* EXCERPTED PASSAGE:
** begin **
There is an inherent tension between copyright law and the First Amendment. The promise of exclusivity creates a financial incentive to produce works, such as reporting, photography, and commentary, that allow freedom of speech and freedom of the press to thrive. But as a claim against the world to stop someone from using those works, copyright restricts what others may communicate. 

Over the summer, events not obviously related to copyright law have been tied to the issue, best exemplified by these two op-eds on coverage of the George Floyd protests and the “Harper’s Letter.” The arguments made serve to push for efforts that would strengthen screening for infringing content—and against any attempts to increase access to protected content.

One could criticize these pieces as attempts to shoehorn a pet policy into the discourse surrounding broader—and arguably more important—issues facing American society. I do not share these criticisms. A plurality of viewpoints and areas of expertise is essential when looking at problems from every angle—even those that do not appear obvious or relevant. But presenting copyright as an unalloyed good for a free press and free expression is an oversimplification that ignores the real damage exclusive control of ideal objects can do.
** end **
* RECORDED DATA:
** begin **
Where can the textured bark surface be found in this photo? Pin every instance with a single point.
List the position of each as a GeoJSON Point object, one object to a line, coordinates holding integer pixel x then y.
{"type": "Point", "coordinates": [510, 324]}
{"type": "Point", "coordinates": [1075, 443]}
** end **
* WRITTEN INSTRUCTION 1:
For the copyright and free speech text, say whether each statement agrees with it: (a) the writer shares the criticism that the op-eds shoehorn a pet policy into broader issues; (b) copyright's promise of exclusivity gives a financial incentive to produce works; (c) the op-eds push for attempts to increase access to protected content. Answer each yes or no and quote the deciding words.
* WRITTEN INSTRUCTION 2:
Pick up the text on copyright and the First Amendment after its last sentence and carry it forward.

* EXERCISE ANSWER 1:
(a) No: "I do not share these criticisms."
(b) Yes: "The promise of exclusivity creates a financial incentive to produce works"
(c) No: "and against any attempts to increase access to protected content."

* EXERCISE ANSWER 2:
Both articles echo the general form of the argument for copyright: rampant copying would make it impossible for those reliant on works for income to support themselves. These works promote free expression, especially in the context of a free press or open debate, and thus their copyrights must be protected, QED.

This argument is neat, simple, and—while not wrong—severely lacking in nuance, as it ignores the harms associated with zealous enforcement of copyright protections.

Let’s take the case of photojournalism. Infringement will, in theory, reduce the returns on a given photograph. But does it diminish it so much that these works won’t be produced in the first place? Based on the extensive coverage we have seen of BLM protests across the country, it is fair to say no, or at least have serious doubts about the claim.

This may apply to professional photojournalists, but what about attendees of these demonstrations with their own high-quality cameras (which is almost all of them)? It is difficult to believe that these ordinary people document historic moments due to the promise of life plus seventy years of exclusivity. Essential as such media is, overly aggressive enforcement of their copyrights would do serious harm to the proliferation of information that’s vital for the functioning of a democracy.

Indeed, copyright filters and DMCA takedown notices have removed content essential to understanding the protests and the issue of police misconduct more broadly. Live streams of protests have been removed due to music playing in the background, and uploads of police manuals are hit with takedown notices. 

Some examples are best understood as bugs in the way allegedly infringing content is policed online–even public domain content can be flagged. They’re inconvenient and can seriously hinder the proliferation of relevant news online, but they’re (usually) not a sign of anything malicious. Unfortunately, copyright law creates opportunities for bad actors to abuse the system in a way more damaging than “cancel culture” can, as the force of law backs copyright infringement claims.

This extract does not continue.